═════ Passage

Data Breach Nation

120px-Metal_Faucet.jpg2008 was another banner year for data leaks. The Privacy Rights Clearing House reports that we nearly reached the 250 million mark at year’s end. Security breaches have resulted in the loss of over 246 million records of sensitive personal information since 2005, up from 100 million in 2006. As in all things technology, the theme is acceleration. As our data processing and storage have rapidly increased, so have our data breaches. Some of that growth may be due to the emergence of data breach reporting requirements. But it also can be attributed to the fact that cyber-intruders get smarter and faster all of the time and employees do not: those handling sensitive data continue to make the same foolhardy mistakes, such as leaving a laptop filled with sensitive data in unlocked car that is then stolen.

And true to this theme of acceleration, the number of computer viruses, botnets, and malware incidents increased rapidly this past year. According to the Kaspersky Security Bulletin, 2008 saw the evolution of malware 2.0 technologies and rootkits and the increased attacks on social networking sites and mobile devices.

To be sure, information security experts have their work cut out for them, battling new, and more numerous, problems. This is especially true in the public sector where cyber security is notoriously problematic. A recent report by the Center for Strategic and International Studies explains that break-ins into government computer systems are on the rise. In the last year, the Departments of Defense, State, Homeland Security, Commerce, NASA, and the National Defense University suffered major intrusions by unknown foreign entities. Computer hackers broke into the Secretary of Defense’s unclassified email and terabytes of data were lost at the State Department. The report calls for new laws and regulations governing cyberspace, including “new standards for critical infrastructure providers like the finance and energy industries and new federal product acquisition rules to force more secure products.” Hopefully, the Obama Administration and incoming Congress will commit both funds and energy to enhancing computing security.

══════════
═════ Exercise data

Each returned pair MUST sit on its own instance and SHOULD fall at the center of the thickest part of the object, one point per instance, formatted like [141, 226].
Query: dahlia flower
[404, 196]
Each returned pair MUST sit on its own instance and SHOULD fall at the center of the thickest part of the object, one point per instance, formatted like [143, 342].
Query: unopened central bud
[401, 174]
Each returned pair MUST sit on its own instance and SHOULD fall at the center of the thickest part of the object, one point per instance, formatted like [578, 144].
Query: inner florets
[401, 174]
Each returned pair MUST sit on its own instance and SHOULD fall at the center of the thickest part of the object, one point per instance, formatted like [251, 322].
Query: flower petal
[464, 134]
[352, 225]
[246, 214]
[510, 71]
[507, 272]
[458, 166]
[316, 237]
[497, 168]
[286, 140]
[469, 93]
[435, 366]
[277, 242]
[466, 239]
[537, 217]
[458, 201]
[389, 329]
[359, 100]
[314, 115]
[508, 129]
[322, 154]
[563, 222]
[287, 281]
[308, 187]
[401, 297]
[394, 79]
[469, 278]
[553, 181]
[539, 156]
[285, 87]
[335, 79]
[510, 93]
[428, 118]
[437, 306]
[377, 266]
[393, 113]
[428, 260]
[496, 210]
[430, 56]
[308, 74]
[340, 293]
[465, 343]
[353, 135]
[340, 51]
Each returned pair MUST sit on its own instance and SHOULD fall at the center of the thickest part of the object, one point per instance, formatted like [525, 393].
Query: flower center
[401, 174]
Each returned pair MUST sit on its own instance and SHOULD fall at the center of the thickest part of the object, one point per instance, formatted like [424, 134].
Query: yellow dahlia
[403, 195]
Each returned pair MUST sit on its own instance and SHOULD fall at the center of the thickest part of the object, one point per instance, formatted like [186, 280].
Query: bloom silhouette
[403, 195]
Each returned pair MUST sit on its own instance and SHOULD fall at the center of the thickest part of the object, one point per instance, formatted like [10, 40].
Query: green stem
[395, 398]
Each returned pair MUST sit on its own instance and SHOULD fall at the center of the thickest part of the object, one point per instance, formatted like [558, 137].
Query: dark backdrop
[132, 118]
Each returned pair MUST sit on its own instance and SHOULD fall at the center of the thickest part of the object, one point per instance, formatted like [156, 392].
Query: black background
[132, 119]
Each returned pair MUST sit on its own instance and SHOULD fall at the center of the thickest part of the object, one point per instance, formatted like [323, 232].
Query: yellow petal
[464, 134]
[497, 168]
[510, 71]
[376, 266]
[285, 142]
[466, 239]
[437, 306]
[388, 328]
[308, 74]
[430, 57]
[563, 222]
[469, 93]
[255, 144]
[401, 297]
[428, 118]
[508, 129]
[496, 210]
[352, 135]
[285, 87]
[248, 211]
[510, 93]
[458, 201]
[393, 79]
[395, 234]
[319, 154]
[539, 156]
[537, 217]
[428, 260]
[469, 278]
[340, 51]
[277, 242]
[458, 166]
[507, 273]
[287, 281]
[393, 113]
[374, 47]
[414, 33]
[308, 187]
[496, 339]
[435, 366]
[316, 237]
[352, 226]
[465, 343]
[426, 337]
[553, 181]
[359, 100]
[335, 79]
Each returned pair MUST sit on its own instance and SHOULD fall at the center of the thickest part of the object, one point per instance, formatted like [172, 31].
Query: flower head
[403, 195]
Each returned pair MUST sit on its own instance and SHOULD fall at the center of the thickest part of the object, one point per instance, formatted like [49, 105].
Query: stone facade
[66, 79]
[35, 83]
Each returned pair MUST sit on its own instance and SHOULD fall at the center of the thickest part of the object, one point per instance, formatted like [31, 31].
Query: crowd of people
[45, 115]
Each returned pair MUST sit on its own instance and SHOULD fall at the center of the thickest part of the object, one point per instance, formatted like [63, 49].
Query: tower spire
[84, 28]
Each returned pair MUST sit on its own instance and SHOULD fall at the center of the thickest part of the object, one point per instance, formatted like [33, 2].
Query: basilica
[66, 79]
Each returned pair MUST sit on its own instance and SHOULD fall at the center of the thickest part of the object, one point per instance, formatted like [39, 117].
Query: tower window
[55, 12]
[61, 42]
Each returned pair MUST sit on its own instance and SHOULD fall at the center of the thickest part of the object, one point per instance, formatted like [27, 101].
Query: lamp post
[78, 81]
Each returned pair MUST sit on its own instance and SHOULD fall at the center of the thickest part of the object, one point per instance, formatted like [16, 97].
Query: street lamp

══════════

> [Apply what you read]
[A] Using the Data Breach Nation passage, explain in one to three sentences why the number of data breaches has grown.
[B] Transcribe the stretch of the Data Breach Nation passage from "120px-Metal_Faucet.jpg2008 was another" through "is then stolen.".

> [Answers below]
[A] Some of the growth may come from new data breach reporting requirements. It can also be traced to cyber-intruders getting smarter and faster while employees do not. People handling sensitive data keep making the same foolhardy mistakes, such as leaving a laptop full of sensitive data in an unlocked car that is then stolen.

[B]
120px-Metal_Faucet.jpg2008 was another banner year for data leaks. The Privacy Rights Clearing House reports that we nearly reached the 250 million mark at year’s end. Security breaches have resulted in the loss of over 246 million records of sensitive personal information since 2005, up from 100 million in 2006. As in all things technology, the theme is acceleration. As our data processing and storage have rapidly increased, so have our data breaches. Some of that growth may be due to the emergence of data breach reporting requirements. But it also can be attributed to the fact that cyber-intruders get smarter and faster all of the time and employees do not: those handling sensitive data continue to make the same foolhardy mistakes, such as leaving a laptop filled with sensitive data in unlocked car that is then stolen.